═════ PASSAGE EXTRAIT ═════

Même les partisans du FLN qui ne révèrent pas autant de Gaulle sont aveuglés par le nationalisme et ne voient pas la profonde crise sociale qui a accompagné la guerre d'Algérie. Au musée de l'Armée, à Alger, le thème qui domine, c'est la disproportion écrasante entre la puissance de feu du FLN et celle de l'armée coloniale française. Les armes du FLN, toutes de l'armement léger, incluant des mortiers et des grenades de fabrication artisanale, sont opposées à un débris d'avion français abattu et à une bombe de 700 kilos non détonnée. Plusieurs vitrines représentent les barrières électrifiées qui s'étendaient le long des frontières tunisienne et marocaine et empêchaient le FLN d'amener de l'artillerie (qui avait été clé dans la victoire vietnamienne de Dien Bien Phu). De grandes peintures sur les murs dépeignent des groupes isolés de combattants de la guérilla en train d'être détruits par des hélicoptères, des tanks, des véhicules blindés et de l'artillerie. C'est un témoignage émouvant à ceux qui ont maintenu la lutte dans des conditions terrifiantes. Mais le présenter de cette façon, comme un face à face purement militaire, ne répond pas à la question de savoir comment le FLN a été capable de remporter la victoire sur le colonialisme français.
C'est précisément cette question qui a été soulevée il y a un peu plus d'une dizaine d'années à une conférence d'historiens sur la guerre d'Algérie patronnée par le gouvernement algérien («le Retentissement de la révolution algérienne», Alger, 1984). Là, l'historien britannique Michael Brett a contesté l'idée que «la France ait été en train de gagner en 1958 et avait gagné à la fin de 1959», et que de Gaulle s'était alors «retiré» d'Algérie «parce qu'il avait une autre idée de la grandeur nationale». Brett remarque que «le contraste frappant» que les historiens ont fait «entre la défaite militaire et la victoire politique du FLN» semble être un «paradoxe », et il a prudemment suggéré que l'explication pourrait «dépendre du cours des événements en France déclenchés par la guerre». Aucun historien n'a relevé le défi à ce moment-là, et aucun ne l'a fait depuis.
Comme dans la plupart des guerres coloniales, le peuple algérien a gagné en grande partie parce que sa lutte a provoqué une profonde crise sociale en France et a détruit la volonté de la bourgeoisie de se battre. Pourtant ceci est presque entièrement absent des livres d'histoire et les staliniens comme les nationalistes algériens ont participé à cette supercherie.

═════ DONNÉES RÉPERTORIÉES ═════

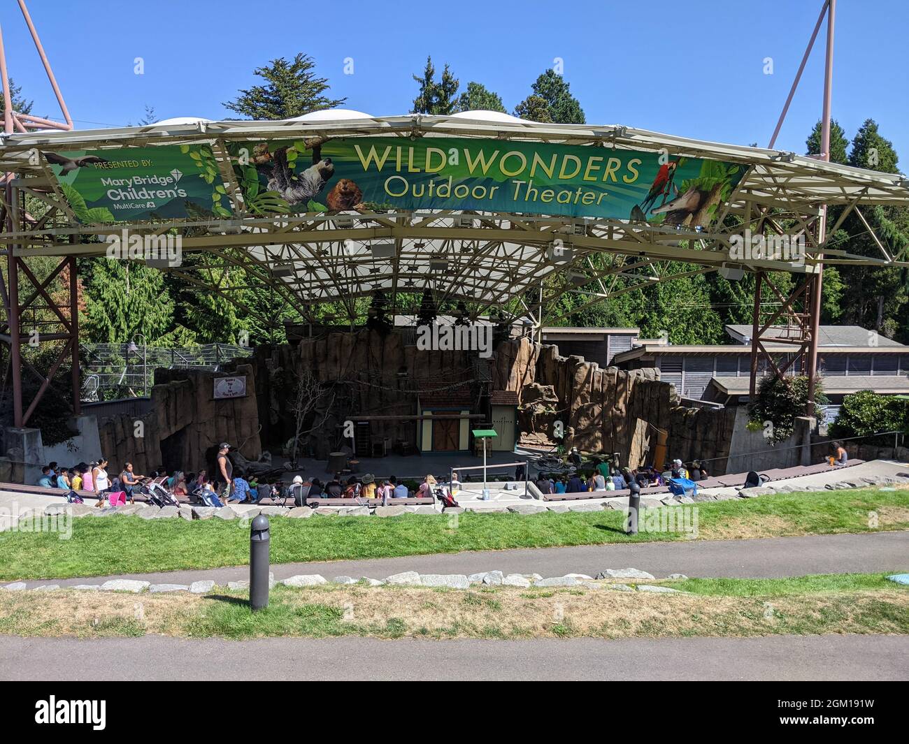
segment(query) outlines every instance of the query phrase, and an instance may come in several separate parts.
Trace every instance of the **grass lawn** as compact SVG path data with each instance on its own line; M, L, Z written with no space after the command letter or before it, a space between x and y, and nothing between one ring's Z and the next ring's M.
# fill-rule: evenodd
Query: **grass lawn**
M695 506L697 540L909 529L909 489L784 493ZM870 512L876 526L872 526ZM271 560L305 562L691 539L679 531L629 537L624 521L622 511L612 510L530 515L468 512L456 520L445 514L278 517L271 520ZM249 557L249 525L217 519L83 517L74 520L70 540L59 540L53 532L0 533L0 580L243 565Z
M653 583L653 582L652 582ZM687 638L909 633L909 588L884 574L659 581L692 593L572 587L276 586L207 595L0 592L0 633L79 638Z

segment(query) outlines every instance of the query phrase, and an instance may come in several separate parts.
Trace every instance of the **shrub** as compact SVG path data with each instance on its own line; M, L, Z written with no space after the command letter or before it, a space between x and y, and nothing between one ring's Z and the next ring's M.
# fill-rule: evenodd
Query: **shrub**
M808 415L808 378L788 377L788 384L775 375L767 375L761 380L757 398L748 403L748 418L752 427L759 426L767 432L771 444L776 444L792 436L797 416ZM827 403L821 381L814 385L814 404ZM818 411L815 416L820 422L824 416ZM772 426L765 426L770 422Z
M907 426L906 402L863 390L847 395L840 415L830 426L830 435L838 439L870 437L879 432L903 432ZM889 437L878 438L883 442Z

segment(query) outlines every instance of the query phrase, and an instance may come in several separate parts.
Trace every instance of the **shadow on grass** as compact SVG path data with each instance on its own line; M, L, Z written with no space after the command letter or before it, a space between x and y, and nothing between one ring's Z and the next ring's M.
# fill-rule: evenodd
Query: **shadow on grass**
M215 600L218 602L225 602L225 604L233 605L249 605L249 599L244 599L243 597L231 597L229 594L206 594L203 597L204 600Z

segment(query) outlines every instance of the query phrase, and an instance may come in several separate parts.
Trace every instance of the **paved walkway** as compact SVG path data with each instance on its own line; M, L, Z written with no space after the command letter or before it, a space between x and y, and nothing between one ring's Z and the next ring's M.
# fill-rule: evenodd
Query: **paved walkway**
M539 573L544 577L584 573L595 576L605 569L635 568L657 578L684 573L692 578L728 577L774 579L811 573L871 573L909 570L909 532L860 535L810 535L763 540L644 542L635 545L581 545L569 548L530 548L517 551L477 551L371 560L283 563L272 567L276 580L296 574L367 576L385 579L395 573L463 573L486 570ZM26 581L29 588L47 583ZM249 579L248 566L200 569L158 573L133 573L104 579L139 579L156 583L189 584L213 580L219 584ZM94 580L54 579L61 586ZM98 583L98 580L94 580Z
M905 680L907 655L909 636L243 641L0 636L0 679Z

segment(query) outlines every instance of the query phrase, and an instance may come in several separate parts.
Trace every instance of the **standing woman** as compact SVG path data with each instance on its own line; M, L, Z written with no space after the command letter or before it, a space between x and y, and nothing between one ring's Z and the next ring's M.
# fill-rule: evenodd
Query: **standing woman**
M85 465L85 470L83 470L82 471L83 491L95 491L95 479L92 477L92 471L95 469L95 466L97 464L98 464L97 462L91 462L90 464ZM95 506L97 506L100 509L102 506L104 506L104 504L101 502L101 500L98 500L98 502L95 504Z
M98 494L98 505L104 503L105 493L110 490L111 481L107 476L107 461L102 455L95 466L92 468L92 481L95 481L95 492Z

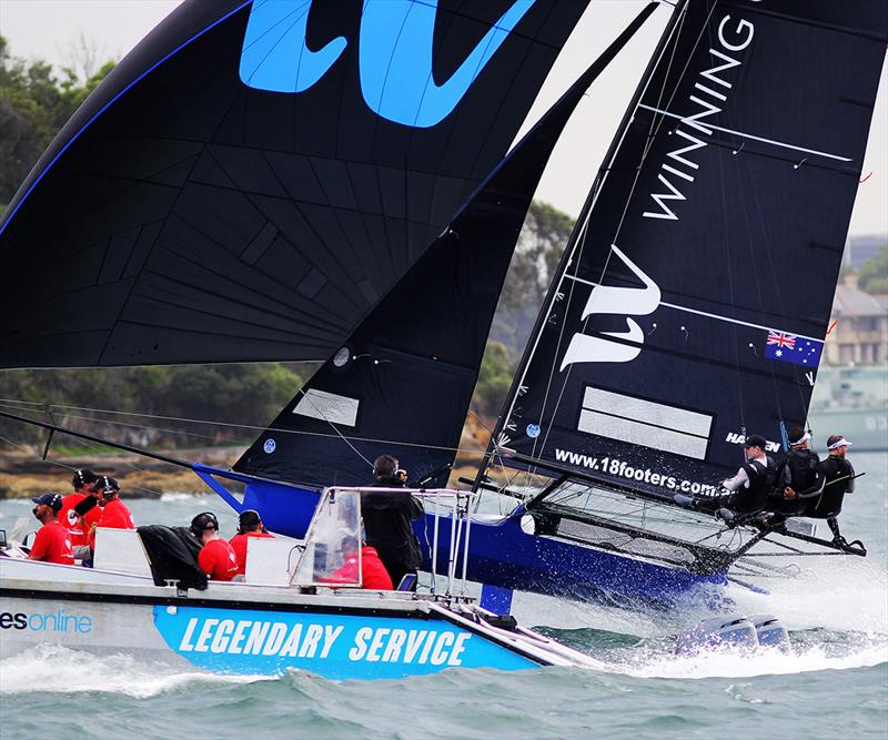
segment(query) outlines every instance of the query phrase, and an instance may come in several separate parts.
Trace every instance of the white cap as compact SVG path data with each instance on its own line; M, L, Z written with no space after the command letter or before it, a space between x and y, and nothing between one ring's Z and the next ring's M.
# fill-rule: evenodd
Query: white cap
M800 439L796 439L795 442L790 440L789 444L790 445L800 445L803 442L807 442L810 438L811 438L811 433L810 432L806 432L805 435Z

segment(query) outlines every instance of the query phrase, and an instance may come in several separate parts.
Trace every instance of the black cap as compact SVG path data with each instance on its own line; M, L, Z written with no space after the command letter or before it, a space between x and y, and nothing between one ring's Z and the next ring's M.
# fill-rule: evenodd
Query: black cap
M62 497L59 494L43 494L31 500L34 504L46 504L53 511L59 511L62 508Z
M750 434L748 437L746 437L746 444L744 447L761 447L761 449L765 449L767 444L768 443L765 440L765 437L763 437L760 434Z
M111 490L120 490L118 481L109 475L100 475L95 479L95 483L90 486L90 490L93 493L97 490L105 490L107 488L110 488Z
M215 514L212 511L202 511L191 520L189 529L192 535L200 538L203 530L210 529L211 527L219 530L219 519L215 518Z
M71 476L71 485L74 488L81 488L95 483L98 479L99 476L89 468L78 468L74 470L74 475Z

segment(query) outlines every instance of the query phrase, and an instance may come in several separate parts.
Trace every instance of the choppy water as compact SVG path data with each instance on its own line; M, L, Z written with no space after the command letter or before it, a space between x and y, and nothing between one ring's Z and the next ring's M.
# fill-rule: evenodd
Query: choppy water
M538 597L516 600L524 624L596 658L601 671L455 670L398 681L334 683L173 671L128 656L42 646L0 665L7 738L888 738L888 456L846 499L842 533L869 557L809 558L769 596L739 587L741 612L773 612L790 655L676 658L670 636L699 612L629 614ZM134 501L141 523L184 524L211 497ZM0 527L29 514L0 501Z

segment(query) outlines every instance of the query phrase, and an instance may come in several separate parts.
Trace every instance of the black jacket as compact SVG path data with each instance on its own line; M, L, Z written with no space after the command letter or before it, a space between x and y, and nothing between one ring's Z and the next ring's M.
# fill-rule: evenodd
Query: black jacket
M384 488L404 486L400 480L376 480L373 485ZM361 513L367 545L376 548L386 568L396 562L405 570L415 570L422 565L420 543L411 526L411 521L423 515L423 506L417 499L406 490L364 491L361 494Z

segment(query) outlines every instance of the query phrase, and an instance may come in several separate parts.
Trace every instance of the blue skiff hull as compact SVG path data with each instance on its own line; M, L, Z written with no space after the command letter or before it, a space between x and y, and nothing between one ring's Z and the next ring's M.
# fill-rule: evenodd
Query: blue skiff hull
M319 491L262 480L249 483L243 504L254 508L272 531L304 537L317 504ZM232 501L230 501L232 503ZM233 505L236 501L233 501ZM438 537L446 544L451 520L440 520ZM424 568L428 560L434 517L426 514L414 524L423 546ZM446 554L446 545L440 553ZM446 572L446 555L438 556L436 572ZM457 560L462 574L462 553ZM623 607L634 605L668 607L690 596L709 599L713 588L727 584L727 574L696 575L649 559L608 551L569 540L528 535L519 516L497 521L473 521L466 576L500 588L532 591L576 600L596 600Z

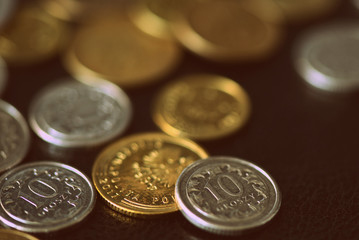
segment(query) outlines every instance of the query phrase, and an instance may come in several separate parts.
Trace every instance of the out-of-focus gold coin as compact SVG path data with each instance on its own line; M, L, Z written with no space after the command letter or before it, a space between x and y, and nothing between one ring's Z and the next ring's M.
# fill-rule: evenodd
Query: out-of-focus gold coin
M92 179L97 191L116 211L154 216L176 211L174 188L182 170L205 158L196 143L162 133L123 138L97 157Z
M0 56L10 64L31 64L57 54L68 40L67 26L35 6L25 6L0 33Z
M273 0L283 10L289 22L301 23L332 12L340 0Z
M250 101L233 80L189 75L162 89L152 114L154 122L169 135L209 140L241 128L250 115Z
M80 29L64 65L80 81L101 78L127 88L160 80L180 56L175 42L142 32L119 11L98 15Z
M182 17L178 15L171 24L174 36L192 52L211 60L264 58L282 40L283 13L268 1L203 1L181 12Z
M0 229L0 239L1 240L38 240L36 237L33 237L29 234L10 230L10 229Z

═════

**CONSIGNES:**
A) Les affirmations suivantes sont-elles conformes au texte sur la guerre d'Algérie ? (i) Le musée de l'Armée d'Alger expose une bombe française qui n'a pas explosé. (ii) La conférence d'historiens de 1984 a eu lieu à Paris. (iii) Depuis la conférence, d'autres historiens ont relevé le défi posé par Michael Brett. Répondez par oui ou par non et citez les mots du texte qui tranchent.
B) D'après le texte sur la guerre d'Algérie, quels moyens militaires les grandes peintures du musée montrent-elles en train de détruire les groupes de combattants ? Donnez-les tous.
C) Rédigez la suite du texte sur la guerre d'Algérie à partir de sa dernière phrase.

**RÉPONSES ATTENDUES:**
A)
(i) Oui : « une bombe de 700 kilos non détonnée ».
(ii) Non : « Alger, 1984 ».
(iii) Non : « Aucun historien n'a relevé le défi à ce moment-là, et aucun ne l'a fait depuis. »

B) Des hélicoptères, des tanks, des véhicules blindés et de l'artillerie.

C)
La première explosion de lutte de classe provoquée par la guerre, ce fut une vague de mutineries de soldats qui refusaient d'aller en Algérie; dans beaucoup de cas, ils étaient appuyés par des grèves ouvrières. Ces manifestations, qui ont commencé en septembre 1955, moins d'un an après les premières attaques de guérilla du FLN, et ont duré à peu près jusqu'à juin 1956, ont touché des dizaines de villes françaises grandes et moyennes, impliquant souvent des centaines d'ouvriers dans des batailles rangées avec la police.
Une des premières révoltes de soldats, et parmi les plus importantes, eut lieu à Rouen. Le 6 octobre 1955, il y eut une révolte de 600 soldats en bivouac à la caserne Richepanse, à Petit-Quevilly, sur le point d'être envoyés en Algérie. Ils chassèrent leurs officiers, mirent à sac leurs baraquements et barricadèrent les entrées. Le jour suivant, les dockers, les cheminots et d'autres ouvriers des usines environnantes, répondant à un tract distribué par la jeunesse du PCF et des syndicalistes de la CGT, se mirent en grève en soutien aux soldats. Lorsque les CRS essayèrent de reprendre la caserne, plusieurs milliers d'ouvriers les encerclèrent et firent pleuvoir des briques sur eux. Les affrontements se poursuivirent tard dans la nuit. Des tas de flics blessés étaient évacués des lieux, et 60 cars de CRS durent être dépêchés en renfort depuis d'autres villes.
Au printemps 1956, les grèves de 24 heures contre la guerre commençaient à toucher des villes et des régions entières, surtout dans les régions minières, où il y avait une part importante d'ouvriers algériens parmi la main-d'oeuvre. Le 30 avril 1956, des ouvriers en grève, manifestant contre la guerre, paralysèrent la ville minière de Firminy pendant 24 heures. Le 9 mai, dans toute la région de la Loire, 9.000 mineurs débrayaient pendant 24 heures contre la guerre d'Algérie et pour des augmentations de salaire. Le 20 mai, Saint-Julien était paralysé par une grève d'une journée contre la guerre. Et une semaine plus tard, quelque 10.000 mineurs du bassin minier du Gard dans le sud de la France firent 24 heures de grève, appelant à un «cessez-le-feu» en Algérie, en plus de leurs revendications salariales.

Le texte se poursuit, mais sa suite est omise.